> **Objective A**
Below is a piece about The Jungle Book's theme park show, sequels, and spin-offs. Quote everything from "This is a Jungle" down to "the couch, reading.".
> **Objective B**
Translate this sentence from the piece on The Jungle Book's theme park show and sequels into Spanish: "Jungle Book 2 was released into theaters instead of going direct to video first, though it hardly set the box office on fire."

> **Extract provided**
^^^^

Journey Into the Jungle Book was one of the opening day attractions at Animal Kingdom when it debuted in 1998 and it lasted for a year before being replaced with a Tarzan stage show. I have come to have a newfound appreciation for theme park shows over my last few visits as Tom and I decided to stop avoiding them like the plague. Several have been pleasant surprises and Finding Nemo the Musical  at Animal Kingdom now is one of the best shows playing anywhere in the country. This one, however, seems a bit flat. The elephants have two legs. There's a trampoline that is supposed to telegraph carefree joy but instead induces flop sweat. The design and puppetry (save for the impressive Shere Khan) are not terribly imaginative and look bleak. Mowgli is too old. It feels like an amateur hour highlights reel rather than a fully-formed stage show. But if it took starting here to get us to shows like Finding Nemo, then so be it. Gotta start somewhere.

With The Jungle Book's enduring popularity, some sequel action was all but inevitable. There was an animated series called Talespin. Debuting in 1990, when I was 10 years old, it uses familiar characters from the movie, but in a completely different context, so it's not really a proper sequel. I vaguely remember from my childhood and had friends who were all about it, but I think I was too busy watching Hey Dude on Nickelodeon or doing something dorky like reading to pay it much mind at the time. But that theme song sure sounds familiar!

They released an actual sequel to the original film in 2003. Jungle Book 2 was released into theaters instead of going direct to video first, though it hardly set the box office on fire. I haven't seen it yet, but from plot synopses and trailers, it looks pretty derivative and artless. It doesn't take much imagination to come up with a story where Mowgli gets bored in the village and wants to go back to the jungle. It's obvious to the point of insulting, which is often status quo in these low-quality, brand-diluting, money-grubbing sequels. Props should be given, though, for the brilliant casting of John Goodman as Baloo.

This is a Jungle Book video game from the early nineties. I'm mostly including it because the pixelated awesomeness of this era of gaming makes me giggle. I'm not very good at video games, for the most part, but my husband, Tom, is a fierce gamer. He could probably blow through this puppy in an afternoon while I sat next to him on the couch, reading.

^^^^

[Object detection data]
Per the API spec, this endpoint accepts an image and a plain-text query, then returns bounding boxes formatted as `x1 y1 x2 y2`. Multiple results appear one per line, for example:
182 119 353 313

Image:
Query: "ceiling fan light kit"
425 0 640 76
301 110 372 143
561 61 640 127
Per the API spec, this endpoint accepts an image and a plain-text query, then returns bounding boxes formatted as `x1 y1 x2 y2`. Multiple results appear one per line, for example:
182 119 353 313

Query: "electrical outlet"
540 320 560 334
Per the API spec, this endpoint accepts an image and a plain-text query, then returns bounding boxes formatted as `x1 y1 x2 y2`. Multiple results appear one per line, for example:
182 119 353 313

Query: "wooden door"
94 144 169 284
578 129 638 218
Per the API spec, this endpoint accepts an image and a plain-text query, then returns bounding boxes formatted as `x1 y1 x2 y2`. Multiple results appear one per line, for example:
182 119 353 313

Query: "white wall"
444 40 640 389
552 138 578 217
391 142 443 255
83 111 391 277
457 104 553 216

^^^^

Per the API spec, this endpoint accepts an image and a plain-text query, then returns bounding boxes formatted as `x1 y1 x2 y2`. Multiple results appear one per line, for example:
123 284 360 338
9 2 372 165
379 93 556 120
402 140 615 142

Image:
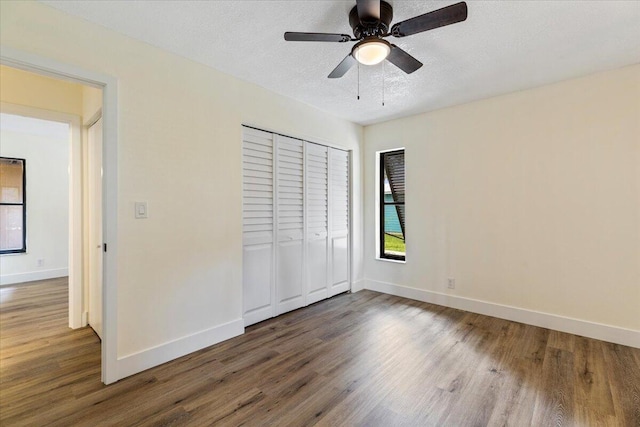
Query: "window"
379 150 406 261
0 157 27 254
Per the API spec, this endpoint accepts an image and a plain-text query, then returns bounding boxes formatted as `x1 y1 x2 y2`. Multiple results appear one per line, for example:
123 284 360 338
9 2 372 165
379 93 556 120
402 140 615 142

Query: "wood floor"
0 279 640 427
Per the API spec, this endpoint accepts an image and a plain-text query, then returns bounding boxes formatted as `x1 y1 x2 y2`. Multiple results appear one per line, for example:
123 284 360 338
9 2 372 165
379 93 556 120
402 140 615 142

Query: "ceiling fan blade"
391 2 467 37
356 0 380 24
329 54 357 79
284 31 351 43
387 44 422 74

^^^^

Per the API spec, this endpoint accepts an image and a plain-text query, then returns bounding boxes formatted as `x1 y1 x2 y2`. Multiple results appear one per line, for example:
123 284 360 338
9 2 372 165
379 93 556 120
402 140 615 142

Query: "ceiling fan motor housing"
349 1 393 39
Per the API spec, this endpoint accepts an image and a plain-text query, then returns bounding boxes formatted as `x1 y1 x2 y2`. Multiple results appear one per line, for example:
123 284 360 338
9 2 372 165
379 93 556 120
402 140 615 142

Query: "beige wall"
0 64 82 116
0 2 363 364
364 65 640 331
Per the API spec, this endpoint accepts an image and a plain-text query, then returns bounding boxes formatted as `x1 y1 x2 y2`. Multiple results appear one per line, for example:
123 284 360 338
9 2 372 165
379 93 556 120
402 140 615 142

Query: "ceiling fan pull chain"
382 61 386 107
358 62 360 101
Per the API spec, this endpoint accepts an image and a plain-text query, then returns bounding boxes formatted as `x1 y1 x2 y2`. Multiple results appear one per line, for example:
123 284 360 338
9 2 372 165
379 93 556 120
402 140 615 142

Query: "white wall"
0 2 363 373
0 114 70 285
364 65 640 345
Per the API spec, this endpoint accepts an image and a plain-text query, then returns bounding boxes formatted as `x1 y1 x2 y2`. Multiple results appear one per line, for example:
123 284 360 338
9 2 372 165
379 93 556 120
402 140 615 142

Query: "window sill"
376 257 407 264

^^^^

> **Complete response A**
This is a Jungle Book video game from the early nineties. I'm mostly including it because the pixelated awesomeness of this era of gaming makes me giggle. I'm not very good at video games, for the most part, but my husband, Tom, is a fierce gamer. He could probably blow through this puppy in an afternoon while I sat next to him on the couch, reading.

> **Complete response B**
Jungle Book 2 se estrenó en los cines en lugar de salir primero directamente en video, aunque apenas causó sensación en la taquilla.